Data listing
========

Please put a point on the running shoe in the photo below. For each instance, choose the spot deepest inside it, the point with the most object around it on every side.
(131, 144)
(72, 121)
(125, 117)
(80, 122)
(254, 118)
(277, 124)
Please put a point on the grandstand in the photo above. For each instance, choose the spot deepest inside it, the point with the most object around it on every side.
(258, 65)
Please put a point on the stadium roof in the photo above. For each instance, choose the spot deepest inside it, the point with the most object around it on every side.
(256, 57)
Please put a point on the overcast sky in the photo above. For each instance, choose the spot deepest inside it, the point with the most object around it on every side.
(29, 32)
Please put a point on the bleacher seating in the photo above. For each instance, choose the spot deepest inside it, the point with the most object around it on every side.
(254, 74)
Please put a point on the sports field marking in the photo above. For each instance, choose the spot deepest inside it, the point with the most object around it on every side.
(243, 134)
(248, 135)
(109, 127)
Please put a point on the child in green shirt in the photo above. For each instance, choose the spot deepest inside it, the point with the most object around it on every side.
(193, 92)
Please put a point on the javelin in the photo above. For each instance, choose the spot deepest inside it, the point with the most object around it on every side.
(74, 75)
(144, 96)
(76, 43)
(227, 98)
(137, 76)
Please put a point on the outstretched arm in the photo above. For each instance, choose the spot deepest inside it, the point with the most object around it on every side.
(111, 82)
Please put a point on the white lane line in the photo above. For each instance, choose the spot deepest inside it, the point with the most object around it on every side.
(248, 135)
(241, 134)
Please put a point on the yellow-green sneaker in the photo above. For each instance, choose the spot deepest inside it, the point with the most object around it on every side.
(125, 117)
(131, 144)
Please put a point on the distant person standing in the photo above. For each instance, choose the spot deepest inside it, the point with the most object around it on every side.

========

REQUIREMENT
Rewrite the lines above, substituting "most central" for every "deepest" and leaving everything else as it is.

FINAL RESULT
Please put a point on the running shoe in the photo below. For each instance, choose the spot most central inside it, the point with the most object around it on every side.
(131, 144)
(72, 121)
(125, 117)
(80, 122)
(254, 118)
(277, 124)
Please put a point on the grandstand in the photo above. For each instance, choose the spot most central inside it, the point with the most object around it on every side.
(258, 65)
Please put a point on the stadium roof in the photo above. For each instance, choose the spot most central inside it, the point with the most object around it on every side.
(256, 57)
Please put a point on the overcast sky in the photo above. For each instance, choose the spot most central inside it, the point with the most object around it on every side.
(29, 32)
Please put a point on the bleacher seating in the photo above. For each instance, choose the spot most central inside it, the point with the most object around it on every side.
(254, 74)
Please put a point on the sports field marking in the photo above. For each instance, choose the spot most central inside it, the point with the most object around it on every side.
(243, 134)
(248, 135)
(109, 127)
Please put a point on the child in green shirt in the photo above. For each instance, choose the spot most central inside it, the point with the most object around it on every side.
(193, 92)
Please put a point on the javelin in the photo above. For each instance, choose the spot most central inside it, the point with the most object around it on every side.
(74, 75)
(144, 96)
(76, 43)
(227, 98)
(137, 76)
Please put a point on the outstretched arm in the photo above. For each instance, choose the spot most central inside it, the point with the most object around it on every side.
(111, 82)
Please put a point on the white lane line in the photo above. For each instance, choose the spot most central inside it, the point with the most object around it on every side.
(248, 135)
(241, 134)
Please put a point on the yellow-green sneaker in the photo above. For each instance, choose the spot most central inside it, the point with the most object around it on every side.
(125, 117)
(131, 144)
Please put a point on the distant person standing in the photo above. For each instance, choose the spot most central inside it, the point with the most object around it on every side.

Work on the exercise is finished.